= EXERCISE REQUIREMENTS =
Substitute "Object" for every "Target" in the records below, and write the records out again with nothing else changed.

= Raw records =
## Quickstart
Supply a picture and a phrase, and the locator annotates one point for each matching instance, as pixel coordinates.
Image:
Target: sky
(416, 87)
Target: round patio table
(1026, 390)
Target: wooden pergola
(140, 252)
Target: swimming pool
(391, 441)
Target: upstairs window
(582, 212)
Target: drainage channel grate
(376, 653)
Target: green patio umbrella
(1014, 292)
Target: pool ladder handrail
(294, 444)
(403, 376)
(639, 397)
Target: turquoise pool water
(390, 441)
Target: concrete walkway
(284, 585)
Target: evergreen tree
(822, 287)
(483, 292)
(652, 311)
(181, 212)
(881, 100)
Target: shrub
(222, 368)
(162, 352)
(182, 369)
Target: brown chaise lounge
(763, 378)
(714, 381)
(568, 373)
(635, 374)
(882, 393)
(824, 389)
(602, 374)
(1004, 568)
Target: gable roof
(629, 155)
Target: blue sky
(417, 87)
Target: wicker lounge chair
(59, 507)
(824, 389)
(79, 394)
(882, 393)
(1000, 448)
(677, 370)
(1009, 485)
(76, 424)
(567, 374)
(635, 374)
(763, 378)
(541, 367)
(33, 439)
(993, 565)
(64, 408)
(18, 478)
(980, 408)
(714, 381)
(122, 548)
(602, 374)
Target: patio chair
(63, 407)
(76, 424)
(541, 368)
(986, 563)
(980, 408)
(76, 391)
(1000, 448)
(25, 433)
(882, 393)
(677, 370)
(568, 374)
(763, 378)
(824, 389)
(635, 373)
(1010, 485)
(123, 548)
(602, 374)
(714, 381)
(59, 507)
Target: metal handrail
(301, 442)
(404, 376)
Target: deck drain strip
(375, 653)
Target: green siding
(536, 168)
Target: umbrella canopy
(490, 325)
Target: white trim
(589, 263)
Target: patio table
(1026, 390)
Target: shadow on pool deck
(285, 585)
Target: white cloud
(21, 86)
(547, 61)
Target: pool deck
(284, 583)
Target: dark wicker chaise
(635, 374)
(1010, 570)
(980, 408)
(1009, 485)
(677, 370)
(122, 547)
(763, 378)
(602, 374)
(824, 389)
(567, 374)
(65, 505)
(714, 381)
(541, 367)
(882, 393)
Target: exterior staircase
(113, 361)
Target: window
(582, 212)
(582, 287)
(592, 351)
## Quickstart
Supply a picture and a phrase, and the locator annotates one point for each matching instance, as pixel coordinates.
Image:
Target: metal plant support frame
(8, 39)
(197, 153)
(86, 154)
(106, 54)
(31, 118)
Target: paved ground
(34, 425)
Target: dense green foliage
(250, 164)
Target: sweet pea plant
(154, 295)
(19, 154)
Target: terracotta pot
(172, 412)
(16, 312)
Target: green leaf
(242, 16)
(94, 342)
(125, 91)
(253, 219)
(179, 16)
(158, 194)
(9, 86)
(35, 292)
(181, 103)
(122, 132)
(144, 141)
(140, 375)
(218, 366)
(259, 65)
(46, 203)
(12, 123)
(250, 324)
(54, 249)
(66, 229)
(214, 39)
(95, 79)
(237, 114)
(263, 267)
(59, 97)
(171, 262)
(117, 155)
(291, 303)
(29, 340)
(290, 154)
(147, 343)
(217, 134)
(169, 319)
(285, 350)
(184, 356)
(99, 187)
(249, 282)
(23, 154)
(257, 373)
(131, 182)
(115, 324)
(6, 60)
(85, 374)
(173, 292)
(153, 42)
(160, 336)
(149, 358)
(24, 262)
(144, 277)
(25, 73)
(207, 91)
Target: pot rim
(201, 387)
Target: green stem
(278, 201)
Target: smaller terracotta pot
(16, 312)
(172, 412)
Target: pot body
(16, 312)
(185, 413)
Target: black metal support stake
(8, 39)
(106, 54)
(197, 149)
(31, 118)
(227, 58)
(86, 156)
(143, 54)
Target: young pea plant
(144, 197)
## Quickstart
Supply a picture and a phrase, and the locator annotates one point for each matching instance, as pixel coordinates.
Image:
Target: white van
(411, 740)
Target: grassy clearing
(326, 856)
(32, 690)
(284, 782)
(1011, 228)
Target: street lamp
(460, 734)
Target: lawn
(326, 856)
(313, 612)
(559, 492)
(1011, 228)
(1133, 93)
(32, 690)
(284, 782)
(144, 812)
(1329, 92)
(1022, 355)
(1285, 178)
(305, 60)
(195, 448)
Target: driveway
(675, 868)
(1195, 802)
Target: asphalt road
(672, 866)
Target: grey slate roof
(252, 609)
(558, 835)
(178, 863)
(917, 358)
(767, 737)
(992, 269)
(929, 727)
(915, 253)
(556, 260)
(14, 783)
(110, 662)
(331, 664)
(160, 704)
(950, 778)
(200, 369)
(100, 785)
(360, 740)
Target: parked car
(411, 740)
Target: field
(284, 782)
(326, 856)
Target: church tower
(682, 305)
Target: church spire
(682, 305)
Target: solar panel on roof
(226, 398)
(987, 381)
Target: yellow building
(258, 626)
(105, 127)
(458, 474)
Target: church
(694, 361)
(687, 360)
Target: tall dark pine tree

= REPLY TO THE EXERCISE =
## Quickstart
Supply a picture and a phrase, and the locator annotates one point for each matching instance, as pixel coordinates.
Image:
Object: sky
(416, 87)
Object: round patio table
(1026, 390)
Object: wooden pergola
(140, 252)
Object: swimming pool
(391, 441)
Object: upstairs window
(582, 212)
Object: drainage channel grate
(376, 653)
Object: green patio umbrella
(1014, 292)
Object: pool ladder handrail
(294, 444)
(403, 376)
(639, 397)
Object: turquoise pool water
(390, 441)
Object: concrete walkway
(284, 585)
Object: evergreen tree
(822, 287)
(483, 292)
(652, 311)
(181, 212)
(881, 100)
Object: shrub
(222, 368)
(162, 352)
(182, 369)
Object: brown chaise lounge
(763, 378)
(714, 381)
(568, 373)
(635, 374)
(882, 393)
(824, 389)
(602, 374)
(1004, 568)
Object: gable roof
(629, 155)
Object: blue sky
(417, 87)
Object: wicker lounge chair
(59, 507)
(824, 389)
(79, 394)
(882, 393)
(1000, 448)
(677, 370)
(1009, 485)
(76, 424)
(567, 374)
(635, 374)
(763, 378)
(541, 367)
(33, 439)
(993, 565)
(64, 408)
(18, 478)
(980, 408)
(714, 381)
(122, 548)
(602, 374)
Object: patio chair
(63, 407)
(76, 424)
(541, 368)
(986, 563)
(980, 408)
(76, 391)
(1000, 448)
(25, 433)
(882, 393)
(677, 370)
(568, 374)
(763, 378)
(824, 389)
(635, 373)
(1010, 485)
(123, 548)
(602, 374)
(714, 381)
(59, 507)
Object: metal handrail
(301, 442)
(404, 376)
Object: deck drain strip
(375, 653)
Object: green siding
(536, 168)
Object: umbrella canopy
(490, 325)
Object: white trim
(589, 263)
Object: patio table
(1026, 390)
Object: shadow on pool deck
(285, 585)
Object: white cloud
(21, 86)
(547, 61)
Object: pool deck
(284, 583)
Object: dark wicker chaise
(635, 374)
(1010, 570)
(980, 408)
(1009, 485)
(677, 370)
(122, 547)
(763, 378)
(602, 374)
(824, 389)
(567, 374)
(65, 505)
(714, 381)
(541, 367)
(882, 393)
Object: exterior staircase
(113, 361)
Object: window
(582, 212)
(582, 287)
(592, 351)
## Quickstart
Supply a picture and a phrase, and the locator annotates one point for each matching instance, as pixel coordinates.
Image:
Object: metal plant support frame
(8, 39)
(197, 153)
(86, 154)
(106, 54)
(31, 118)
Object: paved ground
(34, 425)
Object: dense green foliage
(250, 164)
Object: sweet pea plant
(154, 295)
(19, 154)
Object: terracotta pot
(172, 412)
(16, 312)
Object: green leaf
(242, 16)
(94, 342)
(125, 91)
(253, 219)
(179, 16)
(158, 194)
(9, 86)
(35, 292)
(181, 103)
(122, 132)
(144, 141)
(140, 375)
(218, 366)
(259, 65)
(46, 203)
(12, 123)
(250, 324)
(54, 249)
(66, 229)
(214, 39)
(95, 79)
(237, 114)
(263, 267)
(59, 97)
(171, 262)
(117, 155)
(291, 303)
(29, 340)
(290, 154)
(147, 343)
(217, 134)
(169, 319)
(285, 350)
(184, 356)
(99, 187)
(249, 282)
(23, 154)
(257, 373)
(131, 182)
(115, 324)
(6, 60)
(85, 374)
(173, 292)
(153, 42)
(160, 336)
(149, 358)
(24, 262)
(144, 277)
(25, 73)
(207, 91)
Object: pot rim
(201, 387)
Object: green stem
(278, 201)
Object: smaller terracotta pot
(16, 312)
(172, 412)
Object: pot body
(16, 312)
(185, 413)
Object: black metal support stake
(8, 39)
(106, 54)
(197, 149)
(31, 118)
(227, 58)
(86, 156)
(143, 54)
Object: young pea plant
(144, 197)
## Quickstart
Supply a picture and a phrase, and the locator annotates one point for each matching instance, as pixel coordinates.
Image:
Object: white van
(411, 740)
Object: grassy clearing
(326, 856)
(32, 690)
(284, 782)
(1011, 228)
Object: street lamp
(460, 734)
Object: lawn
(326, 856)
(313, 612)
(559, 492)
(1011, 228)
(1133, 93)
(32, 690)
(284, 782)
(144, 812)
(1329, 92)
(1022, 355)
(1285, 178)
(305, 60)
(195, 448)
Object: driveway
(675, 868)
(1195, 802)
Object: asphalt road
(672, 866)
Object: grey slate roof
(252, 609)
(558, 835)
(178, 863)
(917, 358)
(767, 737)
(992, 269)
(929, 727)
(915, 253)
(556, 260)
(14, 783)
(110, 662)
(331, 664)
(160, 704)
(950, 778)
(200, 369)
(100, 785)
(360, 740)
Object: parked car
(411, 740)
Object: field
(284, 782)
(326, 856)
Object: church tower
(682, 305)
Object: church spire
(682, 305)
Object: solar panel on roof
(226, 398)
(987, 381)
Object: yellow building
(258, 626)
(105, 127)
(458, 474)
Object: church
(694, 361)
(687, 360)
Object: tall dark pine tree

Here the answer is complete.